◆ EXERCISE TASK A ◆
In the interview headed "Annapurna Woman," what do most of the interviewee's mornings start with?

◆ EXTRACT TO READ ◆
- - - - -

Annapurna Woman Susannah Conway
How do you start your day?
Working from home means I wake without an alarm, something I’m still grateful for even though I haven’t been traditionally employed in over 12 years! Most mornings start with lemon juice in hot water and some tarot cards and journaling. Some mornings also include a bit of yoga and meditation though I’m starting to prefer doing that mid-morning to break up the intensity of working on my laptop. Occasionally my morning starts with email and stressing over my to-do list. I’d love to tell you that I always start each day in a grounded, centered place and take everything in my stride but often that’s not the case. What I can tell you is I am very good at being kind to myself—see next question.
What do you do when you are overwhelmed or stressed?
I ask myself “What’s the kindest thing I can do for myself right now?” It might be splashing out on a taxi because I know I’m going to be late. It might be closing my laptop and lying on my bed for an hour. It might be saying no to something so I can make space to say yes to myself. Deadlines overwhelm me but they are necessary so I try to make enough time around them so I don’t lose my mind. Emotional overwhelm can strike at any time but I’m very good at checking in with myself—my journal is never far from my side!
What gives you the feeling of true bliss within?
Spending time with my nephew—he is my heartlight. Walking down a new street with my camera in hand, getting caught up in colour and texture and shape. Writing when it comes effortlessly. The heady scent of coffee, incense and my vetiver perfume oil in the morning. That moment when I open my eyes at the end of meditation.
What are you currently reading?
I’ve just started Soulcraft by Bill Plotkin and I’ve been dipping in and out of Holistic Tarot by Benebell Wen as I research a new course I’m creating.
What are you listening to right now?

- - - - -

◆ INFORMATION PROVIDED ◆
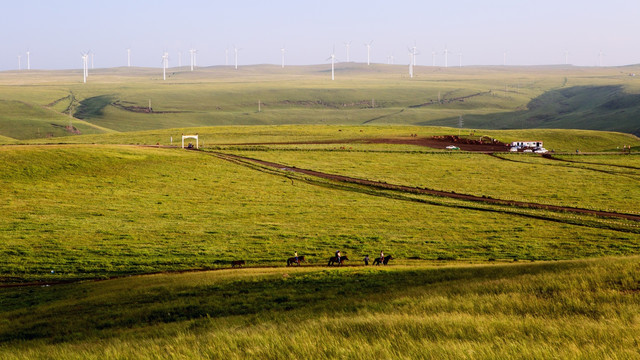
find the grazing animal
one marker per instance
(334, 259)
(292, 260)
(385, 261)
(238, 263)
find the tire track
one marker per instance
(417, 190)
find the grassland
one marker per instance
(157, 226)
(513, 177)
(87, 211)
(487, 97)
(577, 309)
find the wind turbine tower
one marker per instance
(412, 59)
(410, 64)
(600, 58)
(192, 52)
(333, 60)
(235, 49)
(347, 45)
(85, 70)
(446, 57)
(165, 64)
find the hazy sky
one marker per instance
(531, 32)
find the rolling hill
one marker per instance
(486, 97)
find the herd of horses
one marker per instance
(332, 261)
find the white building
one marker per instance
(527, 144)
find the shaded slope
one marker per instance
(19, 120)
(607, 108)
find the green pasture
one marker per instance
(225, 136)
(93, 211)
(584, 309)
(509, 177)
(486, 97)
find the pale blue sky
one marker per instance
(532, 32)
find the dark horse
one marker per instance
(291, 261)
(235, 263)
(385, 261)
(334, 259)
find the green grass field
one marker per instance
(110, 248)
(577, 309)
(87, 211)
(487, 97)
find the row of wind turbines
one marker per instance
(412, 52)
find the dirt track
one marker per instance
(416, 190)
(418, 141)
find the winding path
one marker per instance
(418, 190)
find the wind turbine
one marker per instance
(446, 57)
(347, 45)
(333, 60)
(85, 70)
(600, 58)
(369, 52)
(235, 49)
(165, 64)
(282, 51)
(193, 57)
(412, 58)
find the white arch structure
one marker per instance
(190, 137)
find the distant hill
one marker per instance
(581, 107)
(36, 104)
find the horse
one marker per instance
(238, 263)
(292, 260)
(385, 261)
(334, 259)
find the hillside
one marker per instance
(576, 309)
(486, 97)
(93, 211)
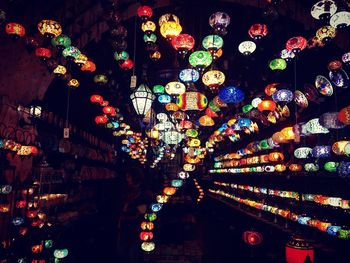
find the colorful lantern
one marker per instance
(247, 47)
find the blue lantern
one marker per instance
(231, 94)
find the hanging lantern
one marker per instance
(16, 30)
(340, 20)
(326, 33)
(189, 75)
(278, 64)
(175, 88)
(170, 29)
(231, 94)
(144, 12)
(266, 105)
(61, 42)
(323, 85)
(296, 44)
(258, 31)
(192, 100)
(200, 60)
(183, 43)
(219, 21)
(323, 10)
(148, 27)
(247, 47)
(213, 79)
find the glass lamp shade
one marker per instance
(219, 20)
(142, 99)
(258, 31)
(71, 52)
(144, 12)
(283, 95)
(175, 88)
(231, 94)
(344, 115)
(183, 43)
(213, 78)
(170, 29)
(323, 85)
(247, 47)
(61, 41)
(323, 9)
(339, 78)
(340, 19)
(168, 17)
(49, 28)
(192, 101)
(200, 59)
(15, 29)
(148, 27)
(189, 75)
(212, 42)
(326, 33)
(300, 99)
(296, 44)
(278, 64)
(346, 58)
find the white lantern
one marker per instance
(142, 99)
(247, 47)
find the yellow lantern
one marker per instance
(170, 29)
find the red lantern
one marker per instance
(15, 29)
(344, 115)
(258, 31)
(252, 238)
(101, 119)
(146, 236)
(296, 44)
(96, 99)
(145, 12)
(43, 53)
(109, 110)
(183, 43)
(127, 64)
(89, 66)
(297, 250)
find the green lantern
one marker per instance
(158, 89)
(71, 52)
(152, 38)
(331, 166)
(61, 41)
(247, 108)
(121, 56)
(212, 42)
(200, 59)
(278, 64)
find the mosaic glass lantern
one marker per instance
(49, 28)
(278, 64)
(340, 20)
(175, 88)
(231, 94)
(170, 29)
(323, 85)
(258, 31)
(142, 99)
(326, 33)
(200, 60)
(61, 41)
(213, 79)
(247, 47)
(189, 75)
(296, 44)
(323, 10)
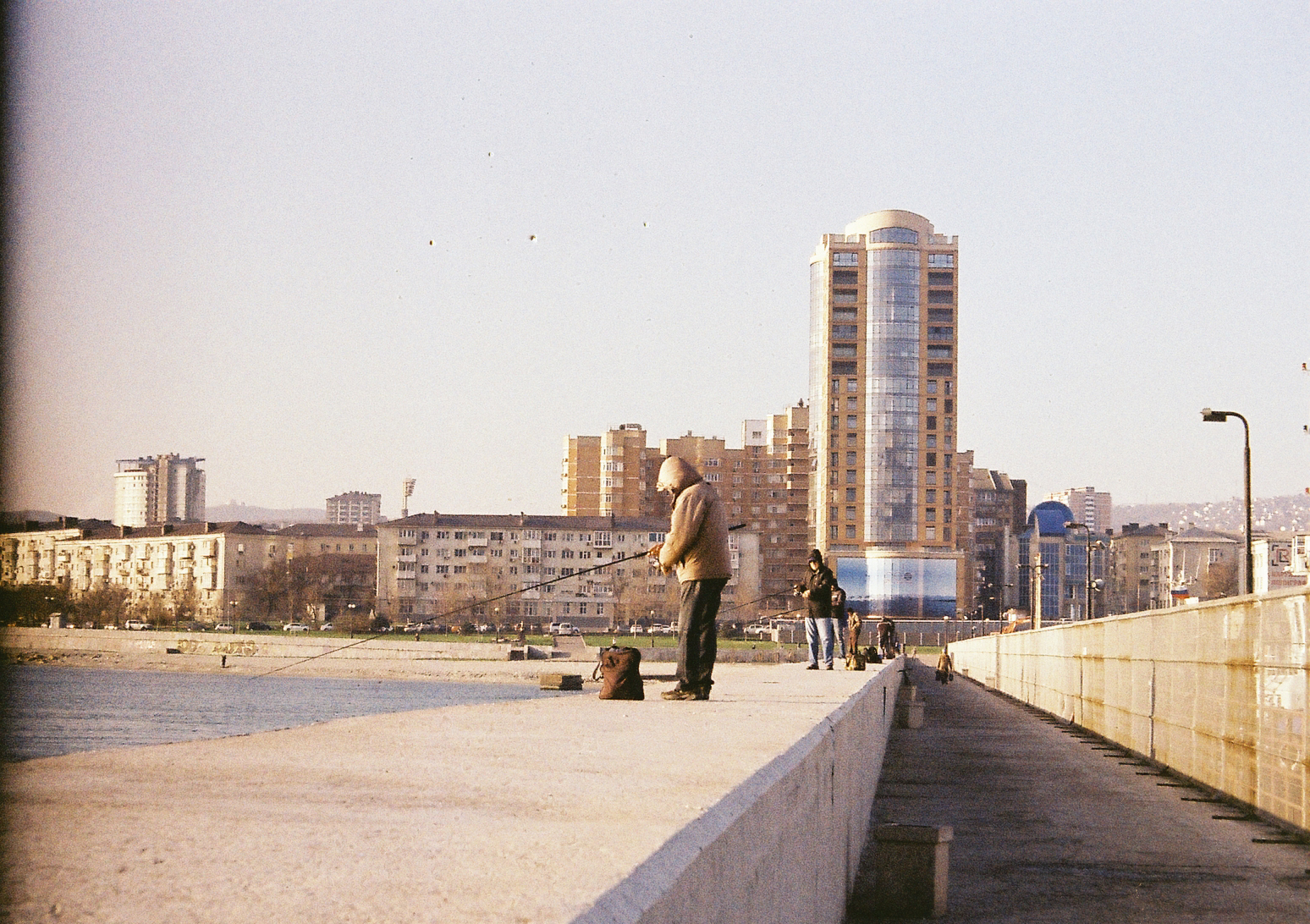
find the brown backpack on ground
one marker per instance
(619, 673)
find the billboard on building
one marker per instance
(899, 587)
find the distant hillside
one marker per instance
(1271, 514)
(265, 515)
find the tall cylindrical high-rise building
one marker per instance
(883, 388)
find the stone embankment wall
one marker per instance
(1216, 691)
(779, 847)
(287, 645)
(397, 646)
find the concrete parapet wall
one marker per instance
(779, 845)
(1216, 691)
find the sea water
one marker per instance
(52, 711)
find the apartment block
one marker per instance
(764, 485)
(1133, 582)
(889, 489)
(1092, 508)
(355, 509)
(999, 505)
(339, 561)
(509, 570)
(201, 568)
(168, 489)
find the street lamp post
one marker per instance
(1219, 417)
(1087, 608)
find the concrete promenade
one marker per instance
(1054, 826)
(559, 809)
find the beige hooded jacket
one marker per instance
(697, 542)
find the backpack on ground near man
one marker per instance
(619, 673)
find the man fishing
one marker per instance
(697, 547)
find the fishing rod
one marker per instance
(645, 553)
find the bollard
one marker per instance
(911, 866)
(910, 708)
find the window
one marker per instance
(894, 236)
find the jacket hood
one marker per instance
(678, 475)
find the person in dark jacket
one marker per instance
(697, 547)
(839, 619)
(817, 589)
(887, 637)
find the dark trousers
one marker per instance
(697, 639)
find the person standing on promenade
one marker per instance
(887, 637)
(817, 589)
(697, 547)
(839, 619)
(944, 668)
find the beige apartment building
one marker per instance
(200, 568)
(507, 570)
(1089, 506)
(764, 485)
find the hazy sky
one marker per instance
(329, 245)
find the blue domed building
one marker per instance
(1063, 561)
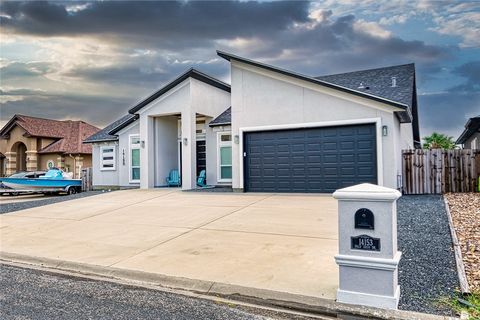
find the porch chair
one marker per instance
(173, 179)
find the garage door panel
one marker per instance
(310, 160)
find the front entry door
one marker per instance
(201, 156)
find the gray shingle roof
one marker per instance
(225, 118)
(378, 82)
(105, 134)
(472, 126)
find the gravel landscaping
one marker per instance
(16, 206)
(465, 211)
(427, 271)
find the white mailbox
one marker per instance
(368, 257)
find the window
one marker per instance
(224, 157)
(134, 158)
(107, 158)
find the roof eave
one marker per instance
(229, 57)
(102, 140)
(219, 124)
(195, 74)
(123, 124)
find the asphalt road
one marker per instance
(34, 294)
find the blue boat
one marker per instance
(53, 181)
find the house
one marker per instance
(270, 130)
(470, 137)
(31, 143)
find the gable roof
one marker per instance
(225, 118)
(398, 104)
(67, 133)
(108, 133)
(379, 82)
(471, 127)
(190, 73)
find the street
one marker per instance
(35, 294)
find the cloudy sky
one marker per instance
(93, 60)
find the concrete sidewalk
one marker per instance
(276, 242)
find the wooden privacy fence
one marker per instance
(86, 177)
(440, 171)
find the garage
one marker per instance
(320, 159)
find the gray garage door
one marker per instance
(310, 160)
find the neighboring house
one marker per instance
(31, 143)
(271, 130)
(470, 137)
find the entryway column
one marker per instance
(368, 257)
(11, 167)
(32, 160)
(147, 149)
(189, 155)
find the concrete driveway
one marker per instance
(268, 241)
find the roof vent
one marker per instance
(394, 82)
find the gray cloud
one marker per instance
(95, 110)
(191, 31)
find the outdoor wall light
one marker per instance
(384, 131)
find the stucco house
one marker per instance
(470, 137)
(270, 130)
(31, 143)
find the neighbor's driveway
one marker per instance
(267, 241)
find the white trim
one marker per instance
(114, 153)
(130, 126)
(376, 121)
(219, 163)
(130, 180)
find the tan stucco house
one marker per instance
(31, 143)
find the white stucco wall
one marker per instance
(189, 98)
(212, 153)
(124, 148)
(263, 98)
(103, 177)
(166, 147)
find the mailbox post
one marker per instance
(368, 257)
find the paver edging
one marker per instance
(462, 276)
(261, 297)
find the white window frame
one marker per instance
(474, 144)
(104, 162)
(130, 148)
(220, 144)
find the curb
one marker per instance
(261, 297)
(462, 277)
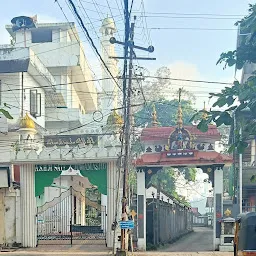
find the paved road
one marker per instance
(199, 241)
(107, 254)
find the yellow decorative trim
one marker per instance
(115, 119)
(27, 122)
(154, 117)
(227, 212)
(204, 115)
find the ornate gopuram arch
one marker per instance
(180, 146)
(94, 152)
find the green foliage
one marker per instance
(239, 99)
(166, 113)
(166, 180)
(6, 112)
(190, 174)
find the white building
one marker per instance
(47, 84)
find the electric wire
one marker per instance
(90, 39)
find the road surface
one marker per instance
(197, 243)
(201, 240)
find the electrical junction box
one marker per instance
(5, 177)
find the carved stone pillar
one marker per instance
(28, 205)
(141, 210)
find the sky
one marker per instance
(196, 33)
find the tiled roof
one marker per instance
(161, 133)
(199, 158)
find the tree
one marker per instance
(166, 112)
(239, 100)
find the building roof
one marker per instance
(209, 202)
(59, 25)
(199, 158)
(163, 133)
(14, 66)
(195, 211)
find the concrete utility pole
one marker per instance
(128, 48)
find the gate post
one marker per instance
(113, 203)
(218, 206)
(71, 215)
(28, 205)
(141, 210)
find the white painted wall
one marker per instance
(11, 231)
(60, 54)
(154, 190)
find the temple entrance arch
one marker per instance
(181, 147)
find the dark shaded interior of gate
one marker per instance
(71, 218)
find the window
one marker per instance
(41, 36)
(35, 103)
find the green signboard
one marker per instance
(95, 172)
(71, 140)
(60, 167)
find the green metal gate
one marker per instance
(71, 218)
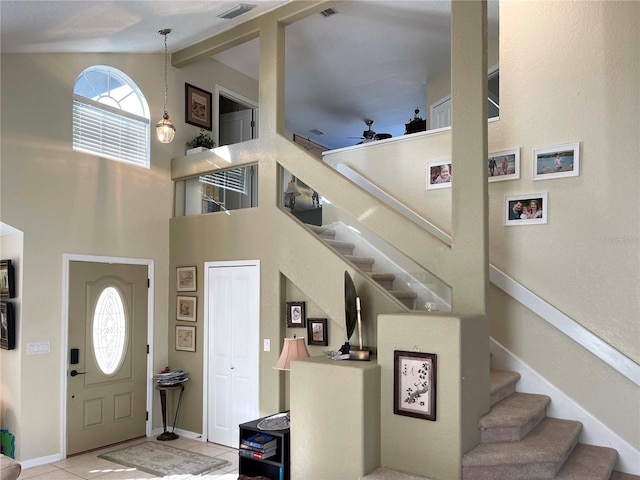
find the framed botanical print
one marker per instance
(414, 384)
(185, 338)
(186, 308)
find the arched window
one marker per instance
(110, 116)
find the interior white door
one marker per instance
(440, 115)
(107, 338)
(233, 316)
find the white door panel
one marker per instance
(233, 325)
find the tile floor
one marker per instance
(89, 466)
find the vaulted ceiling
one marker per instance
(370, 60)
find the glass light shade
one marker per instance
(165, 130)
(293, 349)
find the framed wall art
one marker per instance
(185, 338)
(7, 327)
(317, 332)
(556, 162)
(414, 384)
(526, 209)
(7, 280)
(186, 308)
(186, 279)
(295, 315)
(439, 174)
(197, 106)
(504, 165)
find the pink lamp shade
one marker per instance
(293, 349)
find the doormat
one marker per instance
(161, 460)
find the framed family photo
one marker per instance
(504, 165)
(527, 209)
(186, 279)
(185, 338)
(186, 308)
(295, 315)
(556, 162)
(439, 174)
(317, 331)
(197, 107)
(414, 384)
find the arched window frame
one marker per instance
(113, 122)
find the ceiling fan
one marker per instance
(369, 135)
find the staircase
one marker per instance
(346, 249)
(518, 441)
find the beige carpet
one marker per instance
(162, 460)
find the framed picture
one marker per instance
(526, 209)
(7, 327)
(186, 308)
(317, 332)
(504, 165)
(439, 174)
(7, 282)
(556, 162)
(295, 315)
(414, 384)
(186, 279)
(197, 107)
(185, 338)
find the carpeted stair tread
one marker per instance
(588, 462)
(539, 455)
(503, 384)
(513, 418)
(384, 279)
(324, 232)
(364, 263)
(623, 476)
(403, 294)
(343, 248)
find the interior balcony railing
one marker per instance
(411, 284)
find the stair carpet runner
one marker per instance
(365, 264)
(517, 439)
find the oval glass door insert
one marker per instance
(109, 331)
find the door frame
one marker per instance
(64, 340)
(205, 346)
(236, 97)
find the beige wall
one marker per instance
(71, 203)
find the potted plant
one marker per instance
(201, 142)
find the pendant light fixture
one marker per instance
(164, 128)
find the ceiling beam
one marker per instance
(287, 14)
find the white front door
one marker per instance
(440, 113)
(107, 358)
(233, 321)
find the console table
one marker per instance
(166, 435)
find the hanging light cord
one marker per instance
(166, 88)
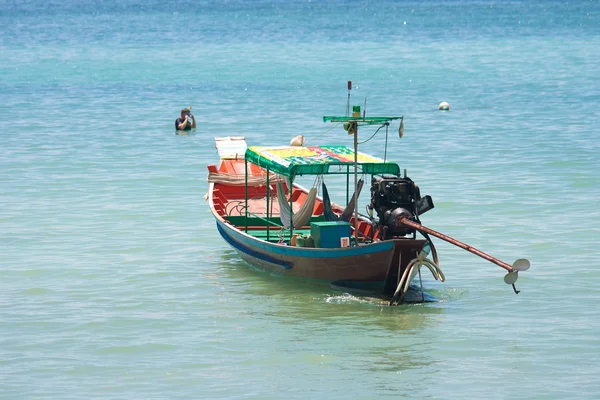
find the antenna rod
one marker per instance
(348, 104)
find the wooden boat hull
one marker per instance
(368, 263)
(371, 261)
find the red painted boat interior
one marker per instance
(229, 200)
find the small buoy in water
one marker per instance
(297, 141)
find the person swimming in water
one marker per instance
(183, 122)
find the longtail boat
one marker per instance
(278, 225)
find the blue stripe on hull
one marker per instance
(263, 247)
(250, 252)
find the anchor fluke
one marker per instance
(522, 264)
(511, 277)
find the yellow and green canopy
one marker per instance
(316, 160)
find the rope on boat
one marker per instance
(240, 179)
(412, 268)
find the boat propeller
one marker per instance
(521, 264)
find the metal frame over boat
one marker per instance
(277, 225)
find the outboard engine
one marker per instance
(394, 198)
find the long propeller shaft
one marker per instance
(458, 243)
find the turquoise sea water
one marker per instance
(115, 283)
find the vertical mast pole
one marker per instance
(356, 184)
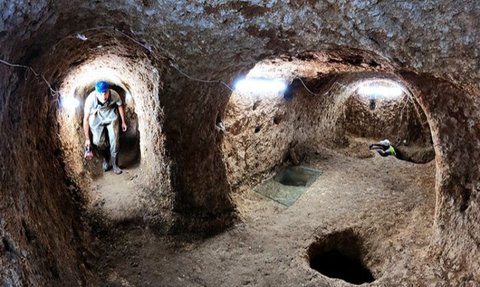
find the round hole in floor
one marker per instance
(339, 255)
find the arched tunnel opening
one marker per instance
(187, 209)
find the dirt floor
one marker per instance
(388, 204)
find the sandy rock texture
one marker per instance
(431, 47)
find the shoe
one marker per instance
(105, 165)
(88, 153)
(116, 168)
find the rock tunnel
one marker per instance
(184, 213)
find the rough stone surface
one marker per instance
(432, 46)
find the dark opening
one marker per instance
(334, 264)
(339, 255)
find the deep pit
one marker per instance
(340, 256)
(185, 212)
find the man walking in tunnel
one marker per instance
(101, 117)
(385, 148)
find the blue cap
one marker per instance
(101, 86)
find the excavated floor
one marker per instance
(387, 203)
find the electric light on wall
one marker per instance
(69, 103)
(380, 89)
(260, 85)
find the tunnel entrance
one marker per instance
(339, 256)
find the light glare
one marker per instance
(260, 86)
(380, 89)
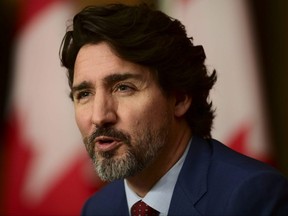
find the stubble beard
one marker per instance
(138, 155)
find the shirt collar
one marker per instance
(159, 197)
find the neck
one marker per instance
(166, 159)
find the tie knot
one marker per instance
(142, 209)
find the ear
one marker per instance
(182, 104)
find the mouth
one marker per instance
(104, 143)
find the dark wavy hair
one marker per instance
(152, 39)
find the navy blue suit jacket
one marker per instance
(214, 180)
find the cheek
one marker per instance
(146, 114)
(82, 121)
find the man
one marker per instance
(140, 90)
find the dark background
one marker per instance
(270, 20)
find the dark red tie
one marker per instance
(142, 209)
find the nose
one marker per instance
(104, 110)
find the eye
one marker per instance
(81, 95)
(124, 88)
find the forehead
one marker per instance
(97, 61)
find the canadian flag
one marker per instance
(48, 171)
(224, 28)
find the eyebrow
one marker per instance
(114, 78)
(109, 80)
(83, 85)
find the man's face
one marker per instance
(123, 116)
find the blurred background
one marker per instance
(44, 167)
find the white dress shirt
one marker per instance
(159, 197)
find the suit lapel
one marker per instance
(192, 181)
(120, 206)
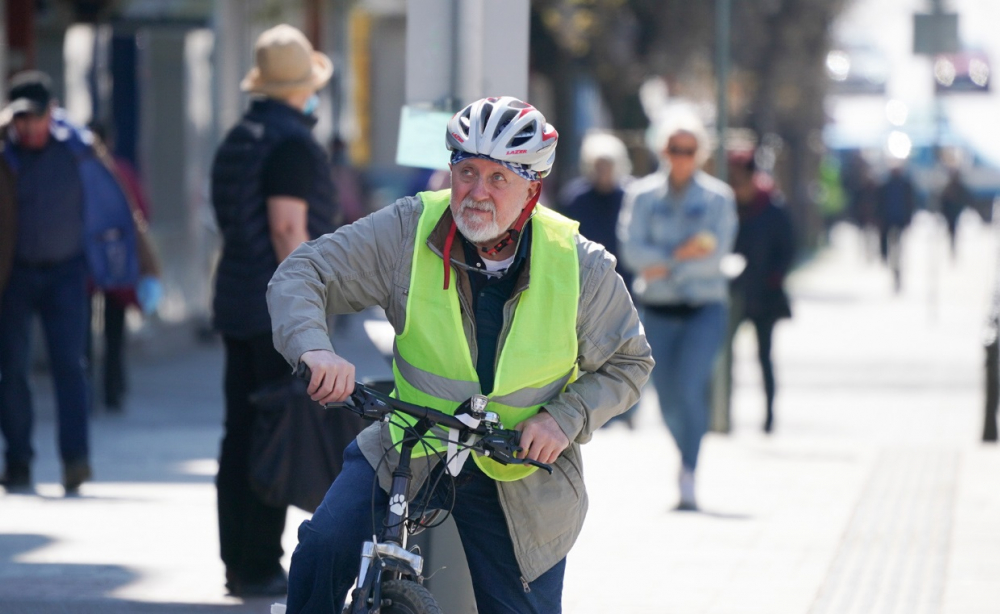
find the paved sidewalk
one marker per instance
(872, 496)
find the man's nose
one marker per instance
(479, 189)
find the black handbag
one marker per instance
(297, 446)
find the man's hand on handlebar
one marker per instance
(541, 438)
(332, 377)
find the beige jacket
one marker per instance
(368, 263)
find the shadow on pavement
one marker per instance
(60, 588)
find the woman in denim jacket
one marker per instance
(674, 229)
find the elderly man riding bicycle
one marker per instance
(488, 293)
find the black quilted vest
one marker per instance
(248, 260)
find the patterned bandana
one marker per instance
(519, 169)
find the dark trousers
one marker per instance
(249, 530)
(328, 557)
(764, 330)
(58, 294)
(114, 353)
(684, 348)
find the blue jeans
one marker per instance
(58, 294)
(327, 558)
(684, 348)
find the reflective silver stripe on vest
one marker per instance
(529, 397)
(434, 385)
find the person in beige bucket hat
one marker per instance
(271, 191)
(285, 63)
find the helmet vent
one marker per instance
(505, 120)
(484, 115)
(523, 136)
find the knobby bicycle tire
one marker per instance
(406, 597)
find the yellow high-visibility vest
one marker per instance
(432, 362)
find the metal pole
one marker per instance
(721, 392)
(722, 25)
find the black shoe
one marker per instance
(272, 586)
(74, 474)
(16, 478)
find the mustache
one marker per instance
(481, 205)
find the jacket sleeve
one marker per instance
(342, 272)
(723, 225)
(637, 249)
(613, 356)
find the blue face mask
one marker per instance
(311, 105)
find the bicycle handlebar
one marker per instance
(498, 443)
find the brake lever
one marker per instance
(501, 449)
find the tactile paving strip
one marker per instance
(893, 556)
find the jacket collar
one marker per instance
(436, 240)
(275, 108)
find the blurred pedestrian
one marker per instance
(595, 200)
(69, 219)
(767, 244)
(271, 190)
(144, 295)
(955, 197)
(895, 201)
(674, 230)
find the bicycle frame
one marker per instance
(387, 555)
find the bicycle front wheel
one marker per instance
(407, 597)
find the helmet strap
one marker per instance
(448, 242)
(515, 230)
(512, 234)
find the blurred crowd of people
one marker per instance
(74, 226)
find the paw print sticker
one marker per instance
(397, 505)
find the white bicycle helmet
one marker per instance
(507, 130)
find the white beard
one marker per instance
(478, 232)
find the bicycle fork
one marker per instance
(389, 555)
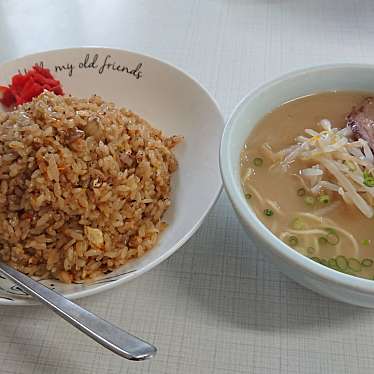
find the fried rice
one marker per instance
(83, 186)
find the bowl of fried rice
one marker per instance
(106, 176)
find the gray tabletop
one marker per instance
(216, 306)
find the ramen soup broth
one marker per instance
(320, 225)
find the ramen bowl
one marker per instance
(246, 115)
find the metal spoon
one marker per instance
(106, 334)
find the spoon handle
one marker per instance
(106, 334)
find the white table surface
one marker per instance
(216, 306)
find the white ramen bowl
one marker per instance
(244, 118)
(171, 101)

- - - - -

◆ EXERCISE TASK B ◆
Quote the rows from the line holding "find the bicycle frame" through the end of the rows, inclusive, and omit the pictures.

◆ FULL SOLUTION A ◆
Lemon juice in hot water, some tarot cards, and journaling.

◆ FULL SOLUTION B ◆
find the bicycle frame
one marker per instance
(387, 555)
find the bicycle front wheel
one marker per instance
(407, 597)
find the helmet strap
one marker per instance
(448, 242)
(515, 230)
(512, 234)
find the blurred crowd of people
one marker per instance
(74, 226)
find the paw print sticker
one marker per instance
(397, 505)
find the white bicycle helmet
one marker per instance
(507, 130)
find the white beard
one marker per instance
(478, 232)
find the bicycle fork
one marker per instance
(389, 555)
find the fried rice
one marker per instance
(83, 186)
find the bowl of fried rice
one marker per instance
(106, 176)
find the gray tabletop
one marker per instance
(216, 306)
find the ramen soup broth
one marker per instance
(320, 225)
find the ramen bowl
one marker per instance
(246, 115)
find the metal spoon
one marker per instance
(106, 334)
find the spoon handle
one marker per instance
(106, 334)
find the white table surface
one marker per instance
(216, 306)
find the white ramen bowl
one marker per instance
(244, 118)
(171, 101)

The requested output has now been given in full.